Entradas de señalamiento de objetos etiquetados
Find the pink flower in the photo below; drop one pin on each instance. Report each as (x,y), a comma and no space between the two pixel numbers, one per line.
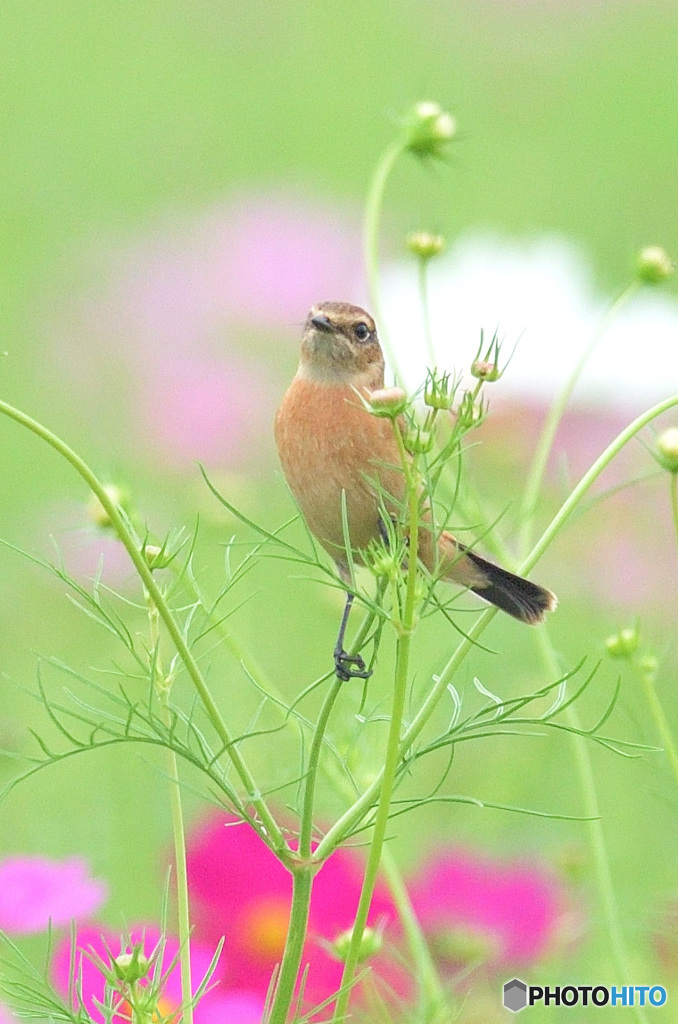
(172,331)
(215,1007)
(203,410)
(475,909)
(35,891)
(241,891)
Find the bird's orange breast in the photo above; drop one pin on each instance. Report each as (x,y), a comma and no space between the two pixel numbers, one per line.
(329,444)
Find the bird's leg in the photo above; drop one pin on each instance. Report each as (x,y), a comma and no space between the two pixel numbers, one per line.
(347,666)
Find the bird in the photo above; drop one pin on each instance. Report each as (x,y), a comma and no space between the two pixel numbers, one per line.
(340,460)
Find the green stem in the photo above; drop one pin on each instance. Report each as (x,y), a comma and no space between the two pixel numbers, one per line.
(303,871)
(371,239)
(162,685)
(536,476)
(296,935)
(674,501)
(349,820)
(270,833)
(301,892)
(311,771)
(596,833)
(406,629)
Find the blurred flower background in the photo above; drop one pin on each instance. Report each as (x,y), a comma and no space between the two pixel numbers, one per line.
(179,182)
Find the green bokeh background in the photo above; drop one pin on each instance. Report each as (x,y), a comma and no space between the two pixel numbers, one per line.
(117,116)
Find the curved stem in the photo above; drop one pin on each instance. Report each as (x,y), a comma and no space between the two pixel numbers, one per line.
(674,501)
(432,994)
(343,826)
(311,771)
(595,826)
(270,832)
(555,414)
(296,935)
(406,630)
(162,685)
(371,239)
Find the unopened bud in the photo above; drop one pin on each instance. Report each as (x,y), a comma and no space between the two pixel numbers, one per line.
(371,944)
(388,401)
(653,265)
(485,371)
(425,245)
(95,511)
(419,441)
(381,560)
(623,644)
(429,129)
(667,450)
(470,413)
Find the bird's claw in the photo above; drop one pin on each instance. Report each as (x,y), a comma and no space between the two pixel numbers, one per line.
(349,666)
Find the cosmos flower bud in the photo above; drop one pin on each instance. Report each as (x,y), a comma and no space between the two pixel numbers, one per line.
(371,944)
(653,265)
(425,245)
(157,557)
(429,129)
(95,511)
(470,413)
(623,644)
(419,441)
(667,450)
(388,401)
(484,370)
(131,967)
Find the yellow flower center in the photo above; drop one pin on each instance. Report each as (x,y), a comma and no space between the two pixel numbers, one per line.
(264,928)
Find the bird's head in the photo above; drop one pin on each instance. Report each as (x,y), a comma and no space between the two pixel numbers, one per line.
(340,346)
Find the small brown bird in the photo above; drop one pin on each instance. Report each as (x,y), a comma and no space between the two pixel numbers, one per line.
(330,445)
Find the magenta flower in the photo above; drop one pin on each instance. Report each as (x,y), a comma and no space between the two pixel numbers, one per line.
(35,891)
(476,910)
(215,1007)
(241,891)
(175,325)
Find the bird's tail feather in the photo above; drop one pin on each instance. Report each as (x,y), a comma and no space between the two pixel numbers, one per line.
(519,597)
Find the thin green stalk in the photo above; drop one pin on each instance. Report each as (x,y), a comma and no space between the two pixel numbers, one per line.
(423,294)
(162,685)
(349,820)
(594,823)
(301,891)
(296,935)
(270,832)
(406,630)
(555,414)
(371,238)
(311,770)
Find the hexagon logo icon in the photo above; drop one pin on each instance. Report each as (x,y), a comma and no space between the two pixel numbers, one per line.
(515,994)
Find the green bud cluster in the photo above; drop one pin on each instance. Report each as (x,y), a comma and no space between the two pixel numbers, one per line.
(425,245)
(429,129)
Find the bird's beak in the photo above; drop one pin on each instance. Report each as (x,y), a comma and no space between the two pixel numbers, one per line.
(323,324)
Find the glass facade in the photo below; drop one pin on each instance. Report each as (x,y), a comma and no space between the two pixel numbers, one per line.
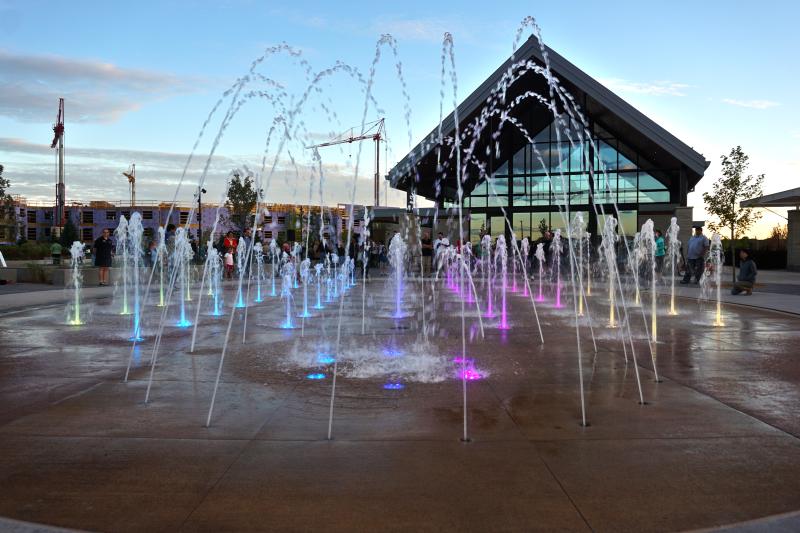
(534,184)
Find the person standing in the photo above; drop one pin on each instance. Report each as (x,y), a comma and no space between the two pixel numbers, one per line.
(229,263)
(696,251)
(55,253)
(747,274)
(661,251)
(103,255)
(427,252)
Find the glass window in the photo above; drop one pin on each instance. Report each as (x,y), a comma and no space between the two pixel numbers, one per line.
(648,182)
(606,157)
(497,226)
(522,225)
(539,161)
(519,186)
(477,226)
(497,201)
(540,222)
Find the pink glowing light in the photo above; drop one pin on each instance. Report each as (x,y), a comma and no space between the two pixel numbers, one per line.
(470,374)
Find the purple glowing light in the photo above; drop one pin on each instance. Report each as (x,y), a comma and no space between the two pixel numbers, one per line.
==
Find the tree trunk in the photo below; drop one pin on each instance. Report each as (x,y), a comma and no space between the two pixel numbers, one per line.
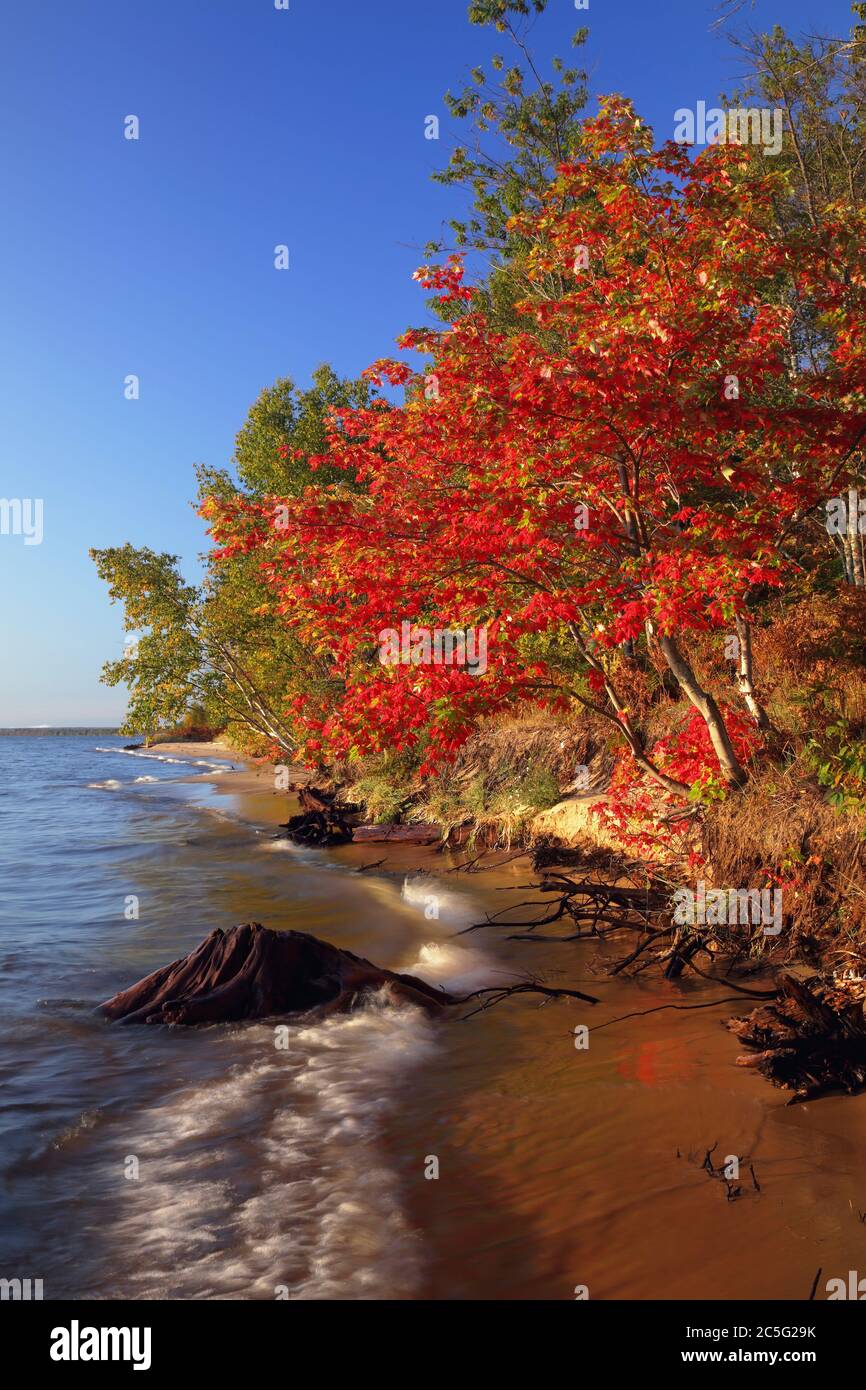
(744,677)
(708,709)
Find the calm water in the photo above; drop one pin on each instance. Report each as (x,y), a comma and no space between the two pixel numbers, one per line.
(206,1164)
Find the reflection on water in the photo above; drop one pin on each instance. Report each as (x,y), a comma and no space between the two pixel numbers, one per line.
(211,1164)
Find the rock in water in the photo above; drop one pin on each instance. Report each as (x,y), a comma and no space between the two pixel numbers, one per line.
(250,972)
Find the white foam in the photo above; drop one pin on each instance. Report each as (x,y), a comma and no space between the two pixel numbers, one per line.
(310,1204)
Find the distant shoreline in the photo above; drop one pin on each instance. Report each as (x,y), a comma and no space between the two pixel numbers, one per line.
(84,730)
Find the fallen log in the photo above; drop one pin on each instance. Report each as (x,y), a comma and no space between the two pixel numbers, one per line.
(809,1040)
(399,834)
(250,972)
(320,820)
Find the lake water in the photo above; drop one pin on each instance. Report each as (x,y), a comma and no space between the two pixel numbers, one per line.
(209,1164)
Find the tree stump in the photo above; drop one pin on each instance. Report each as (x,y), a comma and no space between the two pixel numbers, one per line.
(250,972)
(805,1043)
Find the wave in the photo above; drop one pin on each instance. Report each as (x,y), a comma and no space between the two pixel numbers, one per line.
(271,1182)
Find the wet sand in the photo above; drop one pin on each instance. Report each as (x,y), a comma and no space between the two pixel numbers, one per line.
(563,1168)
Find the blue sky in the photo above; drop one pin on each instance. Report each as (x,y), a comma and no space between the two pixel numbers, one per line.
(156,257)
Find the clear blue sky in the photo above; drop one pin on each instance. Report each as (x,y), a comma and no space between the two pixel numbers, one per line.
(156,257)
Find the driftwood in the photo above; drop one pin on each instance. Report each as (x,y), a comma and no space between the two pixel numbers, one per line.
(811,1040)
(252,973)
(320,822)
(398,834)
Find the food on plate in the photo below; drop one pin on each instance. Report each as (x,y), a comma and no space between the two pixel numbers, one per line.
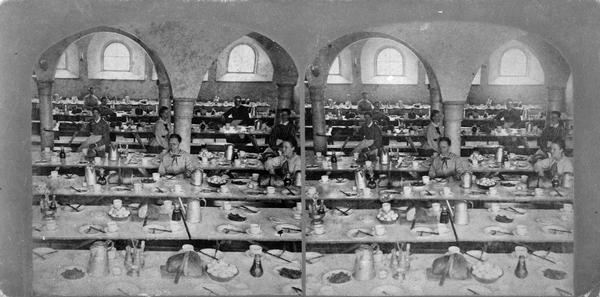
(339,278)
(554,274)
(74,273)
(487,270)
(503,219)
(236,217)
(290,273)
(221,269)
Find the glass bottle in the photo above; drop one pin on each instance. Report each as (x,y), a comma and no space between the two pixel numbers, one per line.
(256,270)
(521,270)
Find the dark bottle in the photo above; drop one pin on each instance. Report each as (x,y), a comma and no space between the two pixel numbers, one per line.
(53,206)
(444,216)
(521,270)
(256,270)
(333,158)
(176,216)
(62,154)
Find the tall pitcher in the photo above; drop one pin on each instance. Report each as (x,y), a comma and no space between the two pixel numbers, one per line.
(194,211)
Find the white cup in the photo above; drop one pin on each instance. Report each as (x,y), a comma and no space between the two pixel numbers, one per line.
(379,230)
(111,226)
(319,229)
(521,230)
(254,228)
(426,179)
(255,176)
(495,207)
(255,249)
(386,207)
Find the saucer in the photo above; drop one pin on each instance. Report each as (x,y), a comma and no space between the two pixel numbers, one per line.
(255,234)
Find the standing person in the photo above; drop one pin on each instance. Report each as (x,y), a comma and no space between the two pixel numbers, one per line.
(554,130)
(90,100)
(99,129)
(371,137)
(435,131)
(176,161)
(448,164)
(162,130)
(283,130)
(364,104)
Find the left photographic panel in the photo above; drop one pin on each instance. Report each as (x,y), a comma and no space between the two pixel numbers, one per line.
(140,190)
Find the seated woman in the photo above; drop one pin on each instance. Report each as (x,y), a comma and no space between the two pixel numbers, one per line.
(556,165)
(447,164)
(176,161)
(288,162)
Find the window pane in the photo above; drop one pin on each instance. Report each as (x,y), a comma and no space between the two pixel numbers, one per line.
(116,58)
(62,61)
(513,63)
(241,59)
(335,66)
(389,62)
* * *
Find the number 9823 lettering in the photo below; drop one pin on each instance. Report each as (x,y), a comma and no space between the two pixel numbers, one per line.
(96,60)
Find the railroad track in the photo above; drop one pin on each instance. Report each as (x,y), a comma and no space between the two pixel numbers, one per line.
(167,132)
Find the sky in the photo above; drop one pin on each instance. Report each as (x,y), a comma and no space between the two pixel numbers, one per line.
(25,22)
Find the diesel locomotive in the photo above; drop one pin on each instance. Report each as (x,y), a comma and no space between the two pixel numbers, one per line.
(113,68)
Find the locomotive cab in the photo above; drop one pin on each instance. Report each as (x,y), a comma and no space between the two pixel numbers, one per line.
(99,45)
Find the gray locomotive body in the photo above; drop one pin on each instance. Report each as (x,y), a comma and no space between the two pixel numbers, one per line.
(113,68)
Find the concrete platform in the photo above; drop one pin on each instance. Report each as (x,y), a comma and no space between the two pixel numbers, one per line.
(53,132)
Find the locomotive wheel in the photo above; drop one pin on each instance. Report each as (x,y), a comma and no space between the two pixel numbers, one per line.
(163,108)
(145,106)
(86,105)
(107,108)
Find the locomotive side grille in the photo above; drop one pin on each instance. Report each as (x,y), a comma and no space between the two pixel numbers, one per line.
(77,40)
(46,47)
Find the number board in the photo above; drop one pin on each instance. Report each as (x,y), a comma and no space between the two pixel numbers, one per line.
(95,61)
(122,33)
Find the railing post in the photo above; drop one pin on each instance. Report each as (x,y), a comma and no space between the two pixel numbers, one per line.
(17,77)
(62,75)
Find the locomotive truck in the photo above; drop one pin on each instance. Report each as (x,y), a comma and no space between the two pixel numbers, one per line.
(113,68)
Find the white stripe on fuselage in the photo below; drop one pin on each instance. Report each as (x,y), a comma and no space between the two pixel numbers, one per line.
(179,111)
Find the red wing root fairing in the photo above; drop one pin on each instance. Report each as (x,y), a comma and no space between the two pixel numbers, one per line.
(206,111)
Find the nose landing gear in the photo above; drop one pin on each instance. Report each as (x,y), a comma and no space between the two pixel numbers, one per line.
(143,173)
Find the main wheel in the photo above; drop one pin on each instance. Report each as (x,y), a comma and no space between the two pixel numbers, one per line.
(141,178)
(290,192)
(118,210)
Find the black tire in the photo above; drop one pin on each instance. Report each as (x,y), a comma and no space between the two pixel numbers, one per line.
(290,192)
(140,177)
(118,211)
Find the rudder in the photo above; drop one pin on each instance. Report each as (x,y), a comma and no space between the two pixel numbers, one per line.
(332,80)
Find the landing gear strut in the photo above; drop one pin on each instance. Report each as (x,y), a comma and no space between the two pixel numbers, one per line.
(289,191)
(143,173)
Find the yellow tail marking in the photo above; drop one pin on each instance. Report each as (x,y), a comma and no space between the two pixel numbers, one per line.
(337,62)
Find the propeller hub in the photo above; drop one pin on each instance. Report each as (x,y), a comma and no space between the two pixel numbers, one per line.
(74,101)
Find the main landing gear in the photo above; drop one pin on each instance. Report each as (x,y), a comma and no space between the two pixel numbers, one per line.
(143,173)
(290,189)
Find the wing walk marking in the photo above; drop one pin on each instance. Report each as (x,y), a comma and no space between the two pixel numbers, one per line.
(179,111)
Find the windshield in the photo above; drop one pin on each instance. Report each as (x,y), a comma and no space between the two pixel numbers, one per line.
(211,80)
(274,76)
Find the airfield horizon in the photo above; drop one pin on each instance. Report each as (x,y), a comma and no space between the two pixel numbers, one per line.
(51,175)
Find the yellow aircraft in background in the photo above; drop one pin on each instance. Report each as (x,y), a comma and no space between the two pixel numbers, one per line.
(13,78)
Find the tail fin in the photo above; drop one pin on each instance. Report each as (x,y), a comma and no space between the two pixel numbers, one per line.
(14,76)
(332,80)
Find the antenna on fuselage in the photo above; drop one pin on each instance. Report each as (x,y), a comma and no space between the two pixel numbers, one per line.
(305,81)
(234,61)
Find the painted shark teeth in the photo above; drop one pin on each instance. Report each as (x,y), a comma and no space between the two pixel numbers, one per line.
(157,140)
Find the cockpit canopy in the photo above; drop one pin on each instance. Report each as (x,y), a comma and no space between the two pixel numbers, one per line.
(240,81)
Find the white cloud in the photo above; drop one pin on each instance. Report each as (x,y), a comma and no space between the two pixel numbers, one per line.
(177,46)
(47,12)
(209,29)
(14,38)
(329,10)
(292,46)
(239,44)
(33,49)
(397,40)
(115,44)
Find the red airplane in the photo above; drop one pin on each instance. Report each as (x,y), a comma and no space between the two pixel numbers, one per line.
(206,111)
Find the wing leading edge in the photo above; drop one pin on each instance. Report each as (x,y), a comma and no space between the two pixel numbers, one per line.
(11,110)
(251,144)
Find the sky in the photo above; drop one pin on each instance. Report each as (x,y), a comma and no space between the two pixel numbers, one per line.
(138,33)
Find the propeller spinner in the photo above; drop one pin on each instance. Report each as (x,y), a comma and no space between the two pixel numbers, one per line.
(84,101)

§ **OBJETIVO**:
Selecciona las líneas de arriba que contienen la palabra "water" y cópialas.

§ **RESPUESTA**:
Find the calm water in the photo above; drop one pin on each instance. Report each as (x,y), a comma and no space between the two pixel numbers, one per line.
Find the reflection on water in the photo above; drop one pin on each instance. Report each as (x,y), a comma and no space between the two pixel numbers, one per line.
Find the rock in water in the photo above; drop one pin on each instance. Report each as (x,y), a comma and no space between the two pixel numbers, one per line.
Find the lake water in the photo above; drop one pin on each instance. Report each as (x,y), a comma and no space between the two pixel numbers, one per line.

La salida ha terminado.